Print all of the data exactly.

==== DATA ROWS ====

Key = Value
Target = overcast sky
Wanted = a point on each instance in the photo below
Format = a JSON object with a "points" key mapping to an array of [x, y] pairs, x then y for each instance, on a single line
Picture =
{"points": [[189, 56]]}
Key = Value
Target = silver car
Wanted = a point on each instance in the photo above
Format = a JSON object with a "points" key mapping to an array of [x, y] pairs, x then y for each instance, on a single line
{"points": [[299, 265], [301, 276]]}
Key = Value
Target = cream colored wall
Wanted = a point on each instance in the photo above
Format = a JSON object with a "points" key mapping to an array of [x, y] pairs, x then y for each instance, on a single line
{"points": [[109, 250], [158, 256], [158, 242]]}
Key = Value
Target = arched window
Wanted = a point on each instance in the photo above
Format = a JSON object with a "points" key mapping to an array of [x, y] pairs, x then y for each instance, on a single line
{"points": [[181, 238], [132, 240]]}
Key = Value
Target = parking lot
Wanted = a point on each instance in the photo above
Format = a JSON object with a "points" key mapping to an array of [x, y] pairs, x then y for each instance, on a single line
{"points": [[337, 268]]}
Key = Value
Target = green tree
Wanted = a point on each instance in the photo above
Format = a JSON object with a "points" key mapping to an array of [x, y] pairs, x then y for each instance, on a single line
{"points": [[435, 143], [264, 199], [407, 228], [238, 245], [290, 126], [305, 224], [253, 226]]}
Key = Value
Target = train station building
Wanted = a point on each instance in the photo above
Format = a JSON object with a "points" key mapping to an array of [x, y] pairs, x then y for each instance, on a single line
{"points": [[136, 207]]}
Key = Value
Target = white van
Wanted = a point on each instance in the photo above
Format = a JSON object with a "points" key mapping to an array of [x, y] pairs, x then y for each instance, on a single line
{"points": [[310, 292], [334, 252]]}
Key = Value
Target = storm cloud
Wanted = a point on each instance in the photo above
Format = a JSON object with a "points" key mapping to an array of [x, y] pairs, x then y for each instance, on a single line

====

#### SOLUTION TO THE EXERCISE:
Key = Value
Target = overcast sky
Wanted = a point on each instance in the photo below
Format = a JSON object with a "points" key mapping to an array of [x, y] pairs, x then y for each instance, on a single line
Picture =
{"points": [[189, 56]]}
Key = Value
Target = silver car
Wanted = a point on each instance in the photo above
Format = a JSON object with a "points" key mapping to an array of [x, y] pairs, x then y for each instance, on a single line
{"points": [[299, 265], [301, 276]]}
Key = Value
Target = cream colored wall
Wanted = a point on each instance in the photo above
Format = a JSON object with a "points" key mapping to an array of [x, y] pairs, x then y for each instance, on a single line
{"points": [[109, 250], [158, 256], [158, 242]]}
Key = Value
Target = arched window
Wanted = a point on each instance in the photo above
Format = a JSON object with a "points" key mapping to an array of [x, y] pairs, x then y for each instance, on a single line
{"points": [[181, 238], [132, 240]]}
Key = Value
Target = parking lot
Wanted = a point on each instance in the photo above
Format = a JSON object with a "points" key mapping to an array of [x, y] pairs, x then y for each instance, on a single line
{"points": [[337, 268]]}
Key = Value
Target = green tree
Wanted = a point on each instance in the photo above
Format = a JSON object with a "points" key mapping to an array of [x, y] pairs, x then y for each instance, on a single line
{"points": [[435, 143], [264, 199], [407, 228], [238, 245], [290, 126], [305, 224], [253, 226]]}
Key = Value
Target = train station building
Wanted = a point on each instance in the photo above
Format = a JSON object with a "points" key mapping to an array of [x, y] pairs, x then y for each instance, on a single line
{"points": [[136, 207]]}
Key = Value
Target = white van
Wanted = a point on each instance in the photo above
Format = a JSON object with a "points" key mapping to an array of [x, y] pairs, x then y for each instance, on a single line
{"points": [[310, 292], [334, 252]]}
Key = Value
Target = storm cloud
Wanted = a point on each instance in the photo above
Format = a JSON object with a "points" key mapping to an array of [x, y] pairs, x then y for each instance, on a single line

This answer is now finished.